-------- Recorded data --------

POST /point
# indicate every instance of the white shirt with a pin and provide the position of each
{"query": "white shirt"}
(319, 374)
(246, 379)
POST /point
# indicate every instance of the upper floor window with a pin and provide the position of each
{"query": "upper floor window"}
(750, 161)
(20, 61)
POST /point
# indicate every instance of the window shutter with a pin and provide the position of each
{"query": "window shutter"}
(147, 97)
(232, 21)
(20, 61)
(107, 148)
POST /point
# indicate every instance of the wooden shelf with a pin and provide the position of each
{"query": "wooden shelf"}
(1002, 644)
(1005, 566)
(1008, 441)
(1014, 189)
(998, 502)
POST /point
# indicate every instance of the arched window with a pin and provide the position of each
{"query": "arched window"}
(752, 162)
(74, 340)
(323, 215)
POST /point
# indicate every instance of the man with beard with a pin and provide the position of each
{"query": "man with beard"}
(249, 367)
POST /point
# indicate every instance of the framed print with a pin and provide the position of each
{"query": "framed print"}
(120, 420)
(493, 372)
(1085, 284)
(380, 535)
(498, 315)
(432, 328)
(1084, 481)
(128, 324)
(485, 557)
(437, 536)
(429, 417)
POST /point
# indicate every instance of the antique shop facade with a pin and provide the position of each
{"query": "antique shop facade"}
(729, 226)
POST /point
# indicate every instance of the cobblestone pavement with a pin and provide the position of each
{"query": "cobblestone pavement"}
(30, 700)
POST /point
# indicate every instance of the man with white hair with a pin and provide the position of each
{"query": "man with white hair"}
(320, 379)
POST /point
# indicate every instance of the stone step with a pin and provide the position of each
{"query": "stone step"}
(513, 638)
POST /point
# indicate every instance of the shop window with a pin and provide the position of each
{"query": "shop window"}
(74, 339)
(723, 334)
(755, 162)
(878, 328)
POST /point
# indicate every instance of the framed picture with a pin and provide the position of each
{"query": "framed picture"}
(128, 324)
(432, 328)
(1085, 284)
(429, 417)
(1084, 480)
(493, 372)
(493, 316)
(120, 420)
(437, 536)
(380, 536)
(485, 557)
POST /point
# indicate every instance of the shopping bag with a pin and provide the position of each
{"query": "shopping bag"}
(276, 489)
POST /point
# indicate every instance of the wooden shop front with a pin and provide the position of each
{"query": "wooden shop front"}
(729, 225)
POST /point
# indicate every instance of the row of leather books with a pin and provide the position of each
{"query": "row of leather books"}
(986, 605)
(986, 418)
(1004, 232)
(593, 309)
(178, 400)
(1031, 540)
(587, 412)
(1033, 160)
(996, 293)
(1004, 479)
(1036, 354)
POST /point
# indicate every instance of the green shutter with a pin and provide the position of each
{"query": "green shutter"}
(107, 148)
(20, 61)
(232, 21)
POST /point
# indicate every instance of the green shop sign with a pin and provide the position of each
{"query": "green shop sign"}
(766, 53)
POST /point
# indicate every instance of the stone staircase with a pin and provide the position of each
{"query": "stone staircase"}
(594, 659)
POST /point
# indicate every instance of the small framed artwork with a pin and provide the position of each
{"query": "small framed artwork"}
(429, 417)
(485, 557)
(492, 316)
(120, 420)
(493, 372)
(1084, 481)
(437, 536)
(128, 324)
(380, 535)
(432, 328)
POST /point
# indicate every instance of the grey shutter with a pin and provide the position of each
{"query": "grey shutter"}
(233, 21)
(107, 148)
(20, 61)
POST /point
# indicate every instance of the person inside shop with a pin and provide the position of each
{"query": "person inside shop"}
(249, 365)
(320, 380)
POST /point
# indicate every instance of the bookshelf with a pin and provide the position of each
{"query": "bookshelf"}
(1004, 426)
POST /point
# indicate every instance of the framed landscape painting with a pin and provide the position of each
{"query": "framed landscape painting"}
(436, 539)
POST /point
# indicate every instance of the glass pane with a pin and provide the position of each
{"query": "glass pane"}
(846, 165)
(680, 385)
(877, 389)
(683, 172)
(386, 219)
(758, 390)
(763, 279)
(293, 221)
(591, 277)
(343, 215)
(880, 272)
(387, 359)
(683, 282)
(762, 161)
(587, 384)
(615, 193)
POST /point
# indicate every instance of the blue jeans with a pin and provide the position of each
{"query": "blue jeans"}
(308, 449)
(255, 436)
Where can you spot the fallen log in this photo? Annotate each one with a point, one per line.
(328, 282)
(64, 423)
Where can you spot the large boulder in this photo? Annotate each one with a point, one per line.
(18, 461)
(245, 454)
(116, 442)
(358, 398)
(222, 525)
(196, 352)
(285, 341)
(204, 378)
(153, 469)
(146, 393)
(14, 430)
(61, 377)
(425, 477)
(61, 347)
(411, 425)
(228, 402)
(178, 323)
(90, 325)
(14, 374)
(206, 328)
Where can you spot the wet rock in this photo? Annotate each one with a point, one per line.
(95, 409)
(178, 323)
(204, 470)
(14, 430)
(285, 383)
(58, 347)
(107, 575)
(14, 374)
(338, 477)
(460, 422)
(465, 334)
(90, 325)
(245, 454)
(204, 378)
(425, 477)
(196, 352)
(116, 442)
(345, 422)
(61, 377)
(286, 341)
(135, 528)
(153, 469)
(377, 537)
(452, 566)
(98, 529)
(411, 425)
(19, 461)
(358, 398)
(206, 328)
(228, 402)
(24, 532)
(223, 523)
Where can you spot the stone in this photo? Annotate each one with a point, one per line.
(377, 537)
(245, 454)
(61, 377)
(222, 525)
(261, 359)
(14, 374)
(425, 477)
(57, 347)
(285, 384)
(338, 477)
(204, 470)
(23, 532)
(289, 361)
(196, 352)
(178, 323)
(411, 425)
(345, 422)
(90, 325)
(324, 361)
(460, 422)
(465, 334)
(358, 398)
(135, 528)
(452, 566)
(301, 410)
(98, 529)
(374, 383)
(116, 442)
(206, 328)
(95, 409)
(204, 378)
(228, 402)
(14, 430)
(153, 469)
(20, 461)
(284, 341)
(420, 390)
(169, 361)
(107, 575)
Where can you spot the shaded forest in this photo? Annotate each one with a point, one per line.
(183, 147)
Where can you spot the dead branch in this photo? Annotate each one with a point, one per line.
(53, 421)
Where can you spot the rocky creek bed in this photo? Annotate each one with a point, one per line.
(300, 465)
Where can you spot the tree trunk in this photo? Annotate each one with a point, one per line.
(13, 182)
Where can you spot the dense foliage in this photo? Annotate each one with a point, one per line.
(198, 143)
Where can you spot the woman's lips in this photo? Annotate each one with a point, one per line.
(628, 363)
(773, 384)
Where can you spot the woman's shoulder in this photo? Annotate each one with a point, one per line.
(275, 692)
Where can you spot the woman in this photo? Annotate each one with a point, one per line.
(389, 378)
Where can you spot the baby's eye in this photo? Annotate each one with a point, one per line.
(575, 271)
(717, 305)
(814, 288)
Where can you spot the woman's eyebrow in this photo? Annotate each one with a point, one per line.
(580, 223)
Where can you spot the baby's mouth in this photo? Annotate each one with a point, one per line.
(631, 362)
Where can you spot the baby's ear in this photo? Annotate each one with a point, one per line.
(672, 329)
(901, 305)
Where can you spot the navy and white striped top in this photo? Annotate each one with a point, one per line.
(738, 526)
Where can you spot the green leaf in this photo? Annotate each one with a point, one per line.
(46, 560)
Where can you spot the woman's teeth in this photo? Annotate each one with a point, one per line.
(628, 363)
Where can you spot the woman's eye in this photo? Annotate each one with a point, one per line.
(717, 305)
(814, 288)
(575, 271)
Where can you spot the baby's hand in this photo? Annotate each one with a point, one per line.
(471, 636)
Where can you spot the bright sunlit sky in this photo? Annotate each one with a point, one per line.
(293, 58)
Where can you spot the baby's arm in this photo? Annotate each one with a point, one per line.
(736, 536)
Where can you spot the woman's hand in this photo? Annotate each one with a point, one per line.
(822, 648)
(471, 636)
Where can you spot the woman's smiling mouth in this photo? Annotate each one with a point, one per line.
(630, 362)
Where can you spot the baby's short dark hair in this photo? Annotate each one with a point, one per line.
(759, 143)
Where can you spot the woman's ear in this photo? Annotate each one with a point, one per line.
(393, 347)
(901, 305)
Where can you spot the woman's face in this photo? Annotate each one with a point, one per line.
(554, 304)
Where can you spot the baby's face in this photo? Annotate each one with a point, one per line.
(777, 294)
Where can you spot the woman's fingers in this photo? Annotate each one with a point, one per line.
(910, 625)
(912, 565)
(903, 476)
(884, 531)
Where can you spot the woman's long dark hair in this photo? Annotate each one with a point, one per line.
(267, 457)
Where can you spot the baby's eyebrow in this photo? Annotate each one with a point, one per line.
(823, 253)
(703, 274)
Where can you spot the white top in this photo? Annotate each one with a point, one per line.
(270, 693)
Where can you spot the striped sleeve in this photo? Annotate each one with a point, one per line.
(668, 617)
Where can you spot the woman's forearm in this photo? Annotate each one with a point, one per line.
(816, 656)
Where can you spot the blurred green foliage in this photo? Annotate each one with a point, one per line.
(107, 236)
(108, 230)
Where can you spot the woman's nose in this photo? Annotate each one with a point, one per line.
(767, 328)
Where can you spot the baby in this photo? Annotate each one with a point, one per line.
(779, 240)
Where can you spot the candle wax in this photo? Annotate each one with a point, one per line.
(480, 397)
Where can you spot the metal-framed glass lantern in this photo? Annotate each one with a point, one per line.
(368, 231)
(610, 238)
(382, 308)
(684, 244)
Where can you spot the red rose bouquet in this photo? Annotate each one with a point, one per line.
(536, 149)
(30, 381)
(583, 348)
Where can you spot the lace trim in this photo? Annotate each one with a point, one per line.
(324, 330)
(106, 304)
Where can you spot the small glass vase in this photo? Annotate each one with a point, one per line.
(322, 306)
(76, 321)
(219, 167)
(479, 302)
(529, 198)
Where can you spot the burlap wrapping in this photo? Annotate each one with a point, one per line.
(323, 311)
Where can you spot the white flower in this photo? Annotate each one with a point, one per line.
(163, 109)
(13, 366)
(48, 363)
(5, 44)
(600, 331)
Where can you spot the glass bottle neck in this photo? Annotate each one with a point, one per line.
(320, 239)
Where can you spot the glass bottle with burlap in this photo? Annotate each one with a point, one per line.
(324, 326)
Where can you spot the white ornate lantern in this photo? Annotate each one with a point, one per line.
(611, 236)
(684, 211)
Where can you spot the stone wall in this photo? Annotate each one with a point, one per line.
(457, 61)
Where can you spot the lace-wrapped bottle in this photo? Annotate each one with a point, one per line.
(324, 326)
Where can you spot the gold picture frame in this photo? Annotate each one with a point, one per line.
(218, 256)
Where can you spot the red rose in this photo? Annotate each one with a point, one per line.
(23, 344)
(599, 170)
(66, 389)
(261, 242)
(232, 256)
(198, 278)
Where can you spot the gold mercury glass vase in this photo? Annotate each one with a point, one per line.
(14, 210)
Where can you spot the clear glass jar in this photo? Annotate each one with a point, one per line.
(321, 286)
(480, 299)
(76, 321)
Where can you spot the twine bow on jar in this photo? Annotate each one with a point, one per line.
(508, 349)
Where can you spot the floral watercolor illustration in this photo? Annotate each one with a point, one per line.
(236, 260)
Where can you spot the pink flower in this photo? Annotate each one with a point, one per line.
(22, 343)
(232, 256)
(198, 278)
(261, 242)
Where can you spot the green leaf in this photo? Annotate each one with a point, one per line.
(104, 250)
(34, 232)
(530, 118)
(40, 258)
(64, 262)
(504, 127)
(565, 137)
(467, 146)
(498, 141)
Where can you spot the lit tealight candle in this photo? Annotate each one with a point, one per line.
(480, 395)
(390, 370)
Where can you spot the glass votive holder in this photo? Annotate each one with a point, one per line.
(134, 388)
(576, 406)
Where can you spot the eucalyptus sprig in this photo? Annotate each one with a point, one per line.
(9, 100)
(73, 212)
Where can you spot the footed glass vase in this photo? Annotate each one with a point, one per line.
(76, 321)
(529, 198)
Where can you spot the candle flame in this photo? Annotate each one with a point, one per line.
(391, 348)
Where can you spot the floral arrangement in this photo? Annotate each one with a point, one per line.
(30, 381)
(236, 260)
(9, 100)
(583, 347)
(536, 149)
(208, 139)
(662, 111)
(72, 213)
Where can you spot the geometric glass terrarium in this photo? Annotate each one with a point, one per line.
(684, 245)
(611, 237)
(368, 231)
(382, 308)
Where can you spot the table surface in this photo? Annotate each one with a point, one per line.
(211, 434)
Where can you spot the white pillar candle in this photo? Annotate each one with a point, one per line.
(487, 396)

--------

» **Exercise goal**
Rewrite the lines above, from the line with "Where can you spot the eucalyptus" through the end of the records, as a JSON list of strings with one string per line and no blank lines.

» **Solution below**
[
  "Where can you spot the eucalyptus sprig in this photo? Annotate each one with a point, one per line.",
  "(9, 100)",
  "(73, 212)",
  "Where can you spot the footed glass vase in this photo? Annotate each one with a point, one per line.",
  "(76, 321)",
  "(529, 198)",
  "Where can you spot the candle flame in this photo? Annotate each one with a point, one per line.",
  "(391, 348)",
  "Where can you spot the floral arrangement in this photo? Annotate each one with a point, one per line.",
  "(30, 381)",
  "(236, 260)",
  "(9, 100)",
  "(583, 347)",
  "(536, 149)",
  "(208, 139)",
  "(662, 111)",
  "(72, 213)",
  "Where can you spot the geometric glass terrarium in this photo? Annotate each one with a point, one per line.",
  "(684, 245)",
  "(611, 237)",
  "(368, 231)",
  "(382, 308)",
  "Where can you spot the table surface in this photo? Annotate each one with a point, one per line.",
  "(211, 434)",
  "Where can you spot the white pillar candle in this photo? Annotate each one with a point, one per line.",
  "(487, 396)"
]